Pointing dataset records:
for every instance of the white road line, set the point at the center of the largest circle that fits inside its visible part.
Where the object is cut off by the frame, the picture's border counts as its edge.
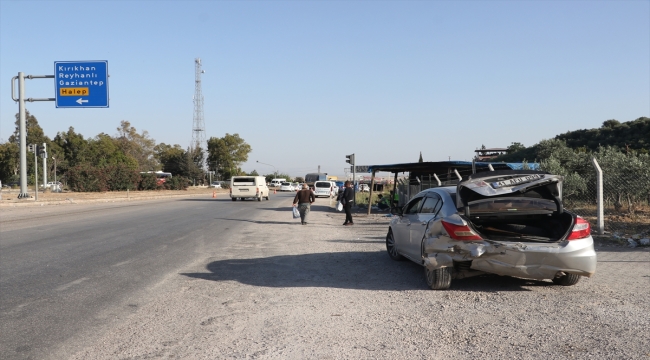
(122, 263)
(78, 281)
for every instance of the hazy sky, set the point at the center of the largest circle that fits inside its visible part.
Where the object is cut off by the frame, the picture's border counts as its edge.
(307, 82)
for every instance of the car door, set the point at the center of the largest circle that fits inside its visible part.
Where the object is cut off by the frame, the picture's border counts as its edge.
(402, 228)
(427, 211)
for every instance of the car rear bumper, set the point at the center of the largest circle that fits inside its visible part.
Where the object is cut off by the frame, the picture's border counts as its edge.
(520, 259)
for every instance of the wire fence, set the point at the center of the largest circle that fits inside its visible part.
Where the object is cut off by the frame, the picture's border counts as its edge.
(626, 195)
(626, 200)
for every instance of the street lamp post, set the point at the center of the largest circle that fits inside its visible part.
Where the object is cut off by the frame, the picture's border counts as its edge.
(55, 183)
(276, 170)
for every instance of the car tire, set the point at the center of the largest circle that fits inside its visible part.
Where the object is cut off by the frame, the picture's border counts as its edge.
(438, 279)
(390, 247)
(567, 279)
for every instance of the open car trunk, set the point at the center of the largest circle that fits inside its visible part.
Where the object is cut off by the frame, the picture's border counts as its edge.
(515, 206)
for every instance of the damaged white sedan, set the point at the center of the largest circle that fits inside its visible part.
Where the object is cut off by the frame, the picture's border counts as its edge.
(509, 223)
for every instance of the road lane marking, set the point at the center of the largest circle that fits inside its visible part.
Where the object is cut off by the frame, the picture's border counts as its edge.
(72, 283)
(122, 263)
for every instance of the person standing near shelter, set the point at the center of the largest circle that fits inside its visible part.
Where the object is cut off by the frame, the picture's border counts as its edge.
(304, 198)
(347, 199)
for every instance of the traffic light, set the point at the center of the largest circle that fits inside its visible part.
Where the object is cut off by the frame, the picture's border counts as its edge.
(349, 159)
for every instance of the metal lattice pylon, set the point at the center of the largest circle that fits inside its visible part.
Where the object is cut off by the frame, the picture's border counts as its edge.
(198, 127)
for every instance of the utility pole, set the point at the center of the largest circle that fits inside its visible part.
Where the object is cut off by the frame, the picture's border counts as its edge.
(44, 156)
(198, 127)
(350, 160)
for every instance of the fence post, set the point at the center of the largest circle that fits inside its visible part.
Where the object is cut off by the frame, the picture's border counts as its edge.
(599, 197)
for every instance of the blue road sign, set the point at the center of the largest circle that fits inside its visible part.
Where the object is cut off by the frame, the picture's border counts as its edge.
(81, 84)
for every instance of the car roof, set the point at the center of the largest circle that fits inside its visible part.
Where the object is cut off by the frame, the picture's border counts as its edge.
(449, 189)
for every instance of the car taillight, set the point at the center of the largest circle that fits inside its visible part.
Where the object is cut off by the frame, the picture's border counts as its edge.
(460, 232)
(581, 229)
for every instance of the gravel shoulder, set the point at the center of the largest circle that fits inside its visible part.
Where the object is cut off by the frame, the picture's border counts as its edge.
(280, 290)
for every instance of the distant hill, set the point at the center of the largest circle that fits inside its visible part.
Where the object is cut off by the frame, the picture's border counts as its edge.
(630, 135)
(634, 135)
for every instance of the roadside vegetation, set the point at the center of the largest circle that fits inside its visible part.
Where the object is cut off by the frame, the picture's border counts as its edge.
(121, 161)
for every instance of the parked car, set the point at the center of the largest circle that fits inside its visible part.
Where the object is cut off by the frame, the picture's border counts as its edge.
(509, 222)
(277, 182)
(286, 186)
(322, 188)
(248, 187)
(335, 188)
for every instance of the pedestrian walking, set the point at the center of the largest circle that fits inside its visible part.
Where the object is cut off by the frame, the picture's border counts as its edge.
(348, 199)
(304, 198)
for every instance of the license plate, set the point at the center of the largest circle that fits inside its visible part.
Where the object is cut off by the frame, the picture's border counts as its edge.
(517, 181)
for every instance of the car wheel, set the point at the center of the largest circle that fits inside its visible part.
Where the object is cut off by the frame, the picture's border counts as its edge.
(390, 247)
(438, 279)
(567, 279)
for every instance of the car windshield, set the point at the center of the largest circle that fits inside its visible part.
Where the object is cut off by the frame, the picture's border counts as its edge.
(243, 181)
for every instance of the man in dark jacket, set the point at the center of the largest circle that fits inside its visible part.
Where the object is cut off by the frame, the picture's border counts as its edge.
(348, 199)
(304, 198)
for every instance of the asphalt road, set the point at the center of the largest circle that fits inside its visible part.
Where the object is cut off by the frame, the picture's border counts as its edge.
(213, 279)
(67, 269)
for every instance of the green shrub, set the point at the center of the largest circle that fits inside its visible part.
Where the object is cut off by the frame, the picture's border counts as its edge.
(87, 178)
(177, 183)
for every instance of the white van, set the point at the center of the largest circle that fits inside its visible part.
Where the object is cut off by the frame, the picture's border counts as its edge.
(277, 182)
(248, 187)
(323, 188)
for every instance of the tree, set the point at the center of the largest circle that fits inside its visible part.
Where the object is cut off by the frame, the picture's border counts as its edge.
(226, 154)
(515, 146)
(138, 146)
(73, 146)
(192, 167)
(171, 158)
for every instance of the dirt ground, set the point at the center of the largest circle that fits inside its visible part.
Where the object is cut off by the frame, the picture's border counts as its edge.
(10, 197)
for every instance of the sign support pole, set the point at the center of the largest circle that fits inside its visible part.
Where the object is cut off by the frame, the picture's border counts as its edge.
(22, 127)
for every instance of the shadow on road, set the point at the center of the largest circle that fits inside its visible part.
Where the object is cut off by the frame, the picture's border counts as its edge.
(258, 221)
(312, 208)
(345, 270)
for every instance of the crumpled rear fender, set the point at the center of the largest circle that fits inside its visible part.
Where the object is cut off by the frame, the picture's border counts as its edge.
(527, 260)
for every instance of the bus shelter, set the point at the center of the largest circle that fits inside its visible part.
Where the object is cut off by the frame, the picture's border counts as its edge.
(425, 175)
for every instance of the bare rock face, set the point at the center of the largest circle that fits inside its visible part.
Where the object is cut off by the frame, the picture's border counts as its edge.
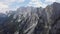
(53, 17)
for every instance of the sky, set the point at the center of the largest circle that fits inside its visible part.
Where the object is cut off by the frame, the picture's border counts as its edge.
(6, 5)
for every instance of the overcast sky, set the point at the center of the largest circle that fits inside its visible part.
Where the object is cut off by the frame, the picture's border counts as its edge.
(14, 4)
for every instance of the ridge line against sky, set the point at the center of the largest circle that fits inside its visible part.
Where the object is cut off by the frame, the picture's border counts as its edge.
(6, 5)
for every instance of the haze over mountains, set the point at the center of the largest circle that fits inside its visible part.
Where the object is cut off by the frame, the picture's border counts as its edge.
(31, 20)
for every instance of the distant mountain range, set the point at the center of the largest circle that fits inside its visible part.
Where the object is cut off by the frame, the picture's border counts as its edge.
(50, 15)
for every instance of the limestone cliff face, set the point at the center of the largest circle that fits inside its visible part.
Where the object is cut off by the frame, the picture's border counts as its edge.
(53, 17)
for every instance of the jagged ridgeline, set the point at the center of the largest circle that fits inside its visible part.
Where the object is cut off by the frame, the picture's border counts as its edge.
(31, 20)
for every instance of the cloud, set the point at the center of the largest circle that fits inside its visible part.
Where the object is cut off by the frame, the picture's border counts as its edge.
(3, 7)
(36, 3)
(21, 1)
(50, 1)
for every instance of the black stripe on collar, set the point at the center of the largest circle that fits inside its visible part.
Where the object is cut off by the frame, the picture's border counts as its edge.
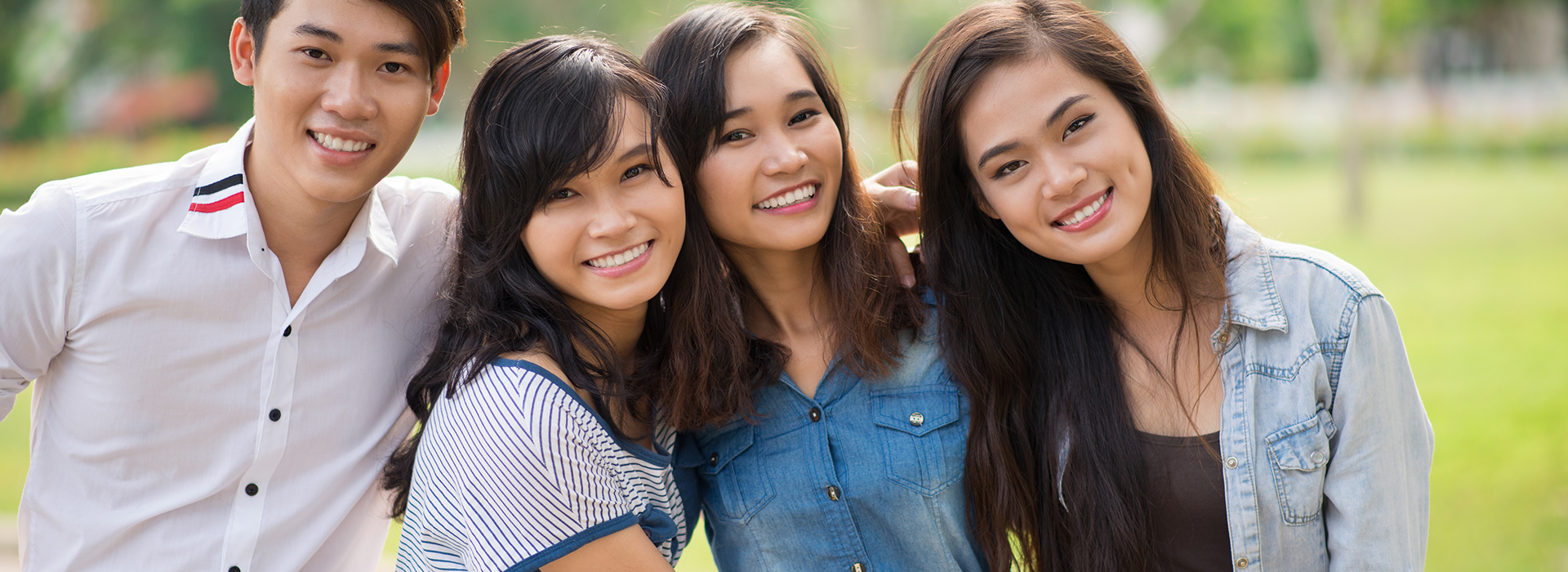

▶ [CHALLENGE] Show each line of the records above that contains the word "fence".

▶ [TASK RESULT]
for every instance of the wire fence, set the point at the center of the largest circle that fits inside its visible part.
for every instance of the fence post, set the point at the center of the largest circle that fits inside its visible part.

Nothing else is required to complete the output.